SHORT EXERCISE 1: In the passage on disabling images while browsing, where does one go to turn images off?
SHORT EXERCISE 2: For each statement, say whether it agrees with the passage on disabling images while browsing: (a) The writer has long known that images can be disabled. (b) The writer suspects that many people disable images because of an allergy to advertisement. (c) The passage claims that Beelzebub can know one's hidden thoughts.
SHORT EXERCISE 3: Reproduce the part of the passage on disabling images while browsing that opens with the words containing "I learned recently" and closes with "one’s hyper-pragmatic use.".

PASSAGE GIVEN:
..........

I learned recently that it’s possible to disable images while navigating the internet. A few simple clicks in Preferences or Settings (depending on your browser) and that menagerie of clickbait can be reduced to a mere text file for one’s hyper-pragmatic use.

The aesthetic violence this does to the surfing experience seems to require a sufficient reason. For many, I suspect, it comes down to an allergy to advertisement. It is exhausting to be compassed about on every side with promotions and product placement that has a comprehensive knowledge of your cache, cookies, and history. Beelzebub may not be able to know your hidden thoughts, but Jeff Bezos’s marketing team certainly does.

..........

PROVIDED DATA:
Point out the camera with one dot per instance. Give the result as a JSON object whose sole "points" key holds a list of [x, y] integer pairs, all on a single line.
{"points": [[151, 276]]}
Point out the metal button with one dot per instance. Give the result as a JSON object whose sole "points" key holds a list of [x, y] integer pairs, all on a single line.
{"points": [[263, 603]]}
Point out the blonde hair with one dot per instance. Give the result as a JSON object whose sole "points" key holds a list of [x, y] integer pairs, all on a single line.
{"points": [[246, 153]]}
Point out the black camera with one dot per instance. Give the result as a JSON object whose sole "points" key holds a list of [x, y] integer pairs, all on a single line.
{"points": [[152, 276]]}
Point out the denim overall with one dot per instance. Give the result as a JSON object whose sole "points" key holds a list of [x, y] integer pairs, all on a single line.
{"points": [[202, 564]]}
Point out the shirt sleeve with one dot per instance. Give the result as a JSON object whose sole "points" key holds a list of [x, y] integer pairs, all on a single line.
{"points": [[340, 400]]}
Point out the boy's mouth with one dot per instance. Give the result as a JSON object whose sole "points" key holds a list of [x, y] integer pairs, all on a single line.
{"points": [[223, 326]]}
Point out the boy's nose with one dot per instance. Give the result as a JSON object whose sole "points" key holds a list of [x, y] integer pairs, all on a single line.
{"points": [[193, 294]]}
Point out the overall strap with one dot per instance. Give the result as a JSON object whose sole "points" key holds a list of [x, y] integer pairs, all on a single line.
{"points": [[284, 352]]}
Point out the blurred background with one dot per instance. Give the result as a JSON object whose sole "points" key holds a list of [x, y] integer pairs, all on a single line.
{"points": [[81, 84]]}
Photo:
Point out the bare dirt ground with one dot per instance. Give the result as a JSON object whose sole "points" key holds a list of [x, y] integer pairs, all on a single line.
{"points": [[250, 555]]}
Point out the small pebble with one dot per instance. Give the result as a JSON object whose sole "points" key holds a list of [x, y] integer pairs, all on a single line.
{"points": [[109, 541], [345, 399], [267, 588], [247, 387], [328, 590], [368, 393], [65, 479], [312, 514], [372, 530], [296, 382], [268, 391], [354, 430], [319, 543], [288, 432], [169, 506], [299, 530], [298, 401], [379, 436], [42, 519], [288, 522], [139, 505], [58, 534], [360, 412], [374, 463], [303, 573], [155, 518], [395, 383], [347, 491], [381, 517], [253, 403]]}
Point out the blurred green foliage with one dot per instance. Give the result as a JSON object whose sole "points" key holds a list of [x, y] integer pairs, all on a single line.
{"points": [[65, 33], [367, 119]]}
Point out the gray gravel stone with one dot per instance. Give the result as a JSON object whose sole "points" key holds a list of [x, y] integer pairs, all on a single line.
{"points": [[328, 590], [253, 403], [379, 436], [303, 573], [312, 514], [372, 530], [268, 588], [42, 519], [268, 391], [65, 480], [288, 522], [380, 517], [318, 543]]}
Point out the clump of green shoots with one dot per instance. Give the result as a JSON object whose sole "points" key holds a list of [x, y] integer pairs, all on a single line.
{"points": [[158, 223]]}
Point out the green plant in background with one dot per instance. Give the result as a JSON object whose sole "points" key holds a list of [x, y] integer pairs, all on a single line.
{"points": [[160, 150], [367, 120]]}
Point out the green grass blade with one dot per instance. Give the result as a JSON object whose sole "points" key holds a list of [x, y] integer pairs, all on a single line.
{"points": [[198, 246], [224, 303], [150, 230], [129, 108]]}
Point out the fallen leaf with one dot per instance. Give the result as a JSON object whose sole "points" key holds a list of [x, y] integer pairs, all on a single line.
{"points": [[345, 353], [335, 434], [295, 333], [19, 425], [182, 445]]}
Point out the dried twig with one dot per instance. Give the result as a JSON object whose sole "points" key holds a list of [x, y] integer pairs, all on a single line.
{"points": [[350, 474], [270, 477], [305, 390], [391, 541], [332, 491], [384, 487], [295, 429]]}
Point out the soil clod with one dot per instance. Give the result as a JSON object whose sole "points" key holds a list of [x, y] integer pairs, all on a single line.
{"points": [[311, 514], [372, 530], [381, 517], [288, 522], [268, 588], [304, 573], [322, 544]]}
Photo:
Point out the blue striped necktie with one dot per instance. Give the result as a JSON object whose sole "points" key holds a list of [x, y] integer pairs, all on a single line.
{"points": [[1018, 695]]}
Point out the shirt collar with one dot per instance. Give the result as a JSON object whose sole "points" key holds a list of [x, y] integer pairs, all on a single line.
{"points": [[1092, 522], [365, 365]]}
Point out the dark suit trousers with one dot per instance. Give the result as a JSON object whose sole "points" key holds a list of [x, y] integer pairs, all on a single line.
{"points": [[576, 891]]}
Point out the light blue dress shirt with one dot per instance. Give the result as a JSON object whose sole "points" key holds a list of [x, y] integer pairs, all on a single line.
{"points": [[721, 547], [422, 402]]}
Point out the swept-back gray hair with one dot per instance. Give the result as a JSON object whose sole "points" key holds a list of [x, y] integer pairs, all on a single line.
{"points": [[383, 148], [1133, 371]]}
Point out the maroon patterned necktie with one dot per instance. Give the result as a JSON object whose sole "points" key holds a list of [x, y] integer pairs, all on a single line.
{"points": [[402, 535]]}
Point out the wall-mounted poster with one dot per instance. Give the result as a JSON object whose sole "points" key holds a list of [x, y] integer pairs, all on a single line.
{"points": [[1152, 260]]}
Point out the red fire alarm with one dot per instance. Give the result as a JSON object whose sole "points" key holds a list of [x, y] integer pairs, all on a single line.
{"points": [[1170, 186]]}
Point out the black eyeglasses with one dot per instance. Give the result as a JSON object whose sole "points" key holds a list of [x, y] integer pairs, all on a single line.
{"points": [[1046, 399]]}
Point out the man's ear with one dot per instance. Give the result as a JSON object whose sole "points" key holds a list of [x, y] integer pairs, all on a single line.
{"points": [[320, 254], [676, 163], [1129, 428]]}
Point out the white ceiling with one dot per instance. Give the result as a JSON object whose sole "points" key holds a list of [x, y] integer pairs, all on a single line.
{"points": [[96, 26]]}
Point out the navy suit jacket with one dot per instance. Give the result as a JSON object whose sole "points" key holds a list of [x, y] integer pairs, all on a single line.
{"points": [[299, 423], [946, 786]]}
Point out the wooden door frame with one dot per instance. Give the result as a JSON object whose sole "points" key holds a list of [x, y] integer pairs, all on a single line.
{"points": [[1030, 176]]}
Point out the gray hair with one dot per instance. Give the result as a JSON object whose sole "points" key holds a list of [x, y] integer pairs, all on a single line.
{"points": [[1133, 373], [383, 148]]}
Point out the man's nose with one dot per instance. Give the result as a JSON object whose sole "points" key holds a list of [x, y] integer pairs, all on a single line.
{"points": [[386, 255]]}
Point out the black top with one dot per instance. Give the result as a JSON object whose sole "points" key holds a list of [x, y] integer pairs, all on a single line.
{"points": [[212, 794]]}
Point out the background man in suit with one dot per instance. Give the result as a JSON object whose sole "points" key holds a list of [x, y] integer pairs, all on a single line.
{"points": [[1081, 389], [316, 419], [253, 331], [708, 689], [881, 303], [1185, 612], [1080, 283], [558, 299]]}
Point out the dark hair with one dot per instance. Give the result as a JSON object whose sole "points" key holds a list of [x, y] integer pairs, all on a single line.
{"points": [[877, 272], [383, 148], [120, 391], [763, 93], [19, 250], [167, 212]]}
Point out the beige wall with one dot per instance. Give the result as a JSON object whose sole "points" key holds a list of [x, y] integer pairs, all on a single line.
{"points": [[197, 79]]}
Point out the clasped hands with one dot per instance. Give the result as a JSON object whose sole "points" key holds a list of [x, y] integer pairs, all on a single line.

..........

COMPLETE ANSWER 1: Preferences or Settings, depending on the browser.

COMPLETE ANSWER 2:
(a) No: "I learned recently that it’s possible to disable images while navigating the internet."
(b) Yes: "For many, I suspect, it comes down to an allergy to advertisement."
(c) No: "Beelzebub may not be able to know your hidden thoughts"

COMPLETE ANSWER 3:
I learned recently that it’s possible to disable images while navigating the internet. A few simple clicks in Preferences or Settings (depending on your browser) and that menagerie of clickbait can be reduced to a mere text file for one’s hyper-pragmatic use.